Extrait de page:
= = = = = = =

Quatorze artistes travaillant dans les ateliers de la ville de Marseille s’exposent au fil d’une proposition qui laisse éclore chaque langage dans sa spécificité.
Dans l’exposition Sur pierres brûlantes, il n’y a pas de thématique surplombante mais un mouvement, un souffle qui parcourt deux étages de la Friche la Belle de Mai à Marseille et rassemble quatorze artistes dont le point commun est de vivre à Marseille et de travailler dans les ateliers municipaux de la ville – Victoire Barbot, Sophie Bueno-Boutellier, Madison Bycroft, Timothée Calame, Nicolas Daubanes, Arthur Eskenazi, Maïa Izzo-Foulquier, Fiona Mackay, Caroline Mesquita, Antoine Nessi, Sara Sadik, Alan Schmalz, Adrien Vescovi, Victor Yudaev et leurs invité·es.
{"type":"Pave-Haut2-Desktop"}
Un souffle donc, à l’instar de celui qui fait bruire la contribution de l’un d’entre eux·elles, Adrien Vescovi, dont les pans de tissus, des draps récupérés dans divers dépôts-vente caritatifs de la ville, sert de scénographie à l’ensemble, organisant une circulation organique non autoritaire entre chacune des parties : des séries d’œuvres, ici rassemblées en ensembles monographiques laissant chaque singularité s’exprimer, plutôt qu’éclatées comme souvent lors de propositions de groupe les réduisant aux indices décontextualisés d’une démonstration curatoriale.
Des résonances qui se tissent de toutes parts
« Les artistes n’ont pour point commun que de respirer le mouvement de la ville où ils et elles ont décidé d’être, de créer, de vivre », posent d’entrée de jeu Céline Kopp et Marie de Gaulejac, commissaires de l’exposition portée par Triangle-Astérides, centre d’art contemporain et programme de résidences hébergé parmi les associations de la Friche, qui accompagnent ces artistes depuis deux ans.
La force de l’exposition y réside : aucun des langages déployés ne ressemble à un autre, et l’on se plonge d’abord dans chacune des pratiques individuellement avant de percevoir, dans un second temps, les résonances qui se tissent de toutes parts, mais que chaque visiteur·euse percevra certainement agencées autrement. L’entrée se fait par un discret « Fuck the police » tracé ton sur ton sur l’une des six planches à l’aquarelle d’Alan Schmalz, déclinant dans une esthétique voisine de l’agit-prop soviétique les rouages de la rationalité gouvernementale hygiéniste.

= = = = = = =

Données affichées:

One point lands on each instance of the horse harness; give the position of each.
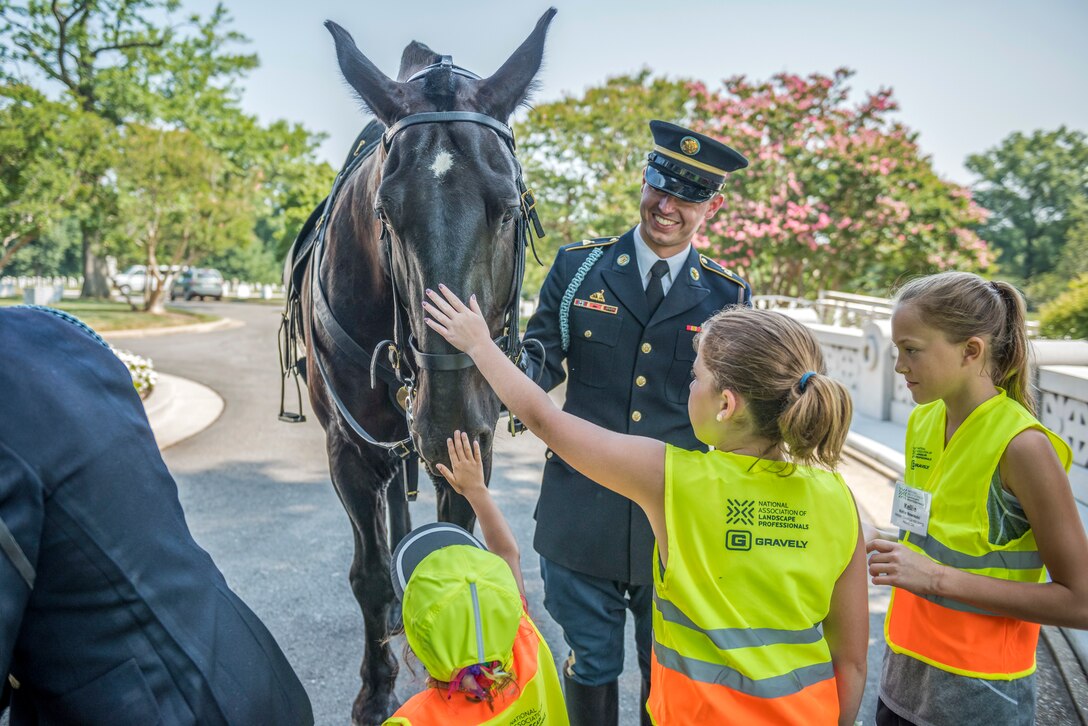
(308, 248)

= = = = = = =

Consigne donnée:
Dans l'extrait sur l'exposition Sur pierres brûlantes :
(a) Combien d'étages de la Friche la Belle de Mai l'exposition parcourt-elle ?
(b) Où Adrien Vescovi a-t-il récupéré les draps qui composent sa contribution ?
(c) Sur quel support d'Alan Schmalz le « Fuck the police » est-il tracé ?
Ce matériel provient d'une autre source que l'extrait de page.

Solution proposée:
(a) Deux étages.
(b) Dans divers dépôts-vente caritatifs de la ville.
(c) Sur l'une de ses six planches à l'aquarelle.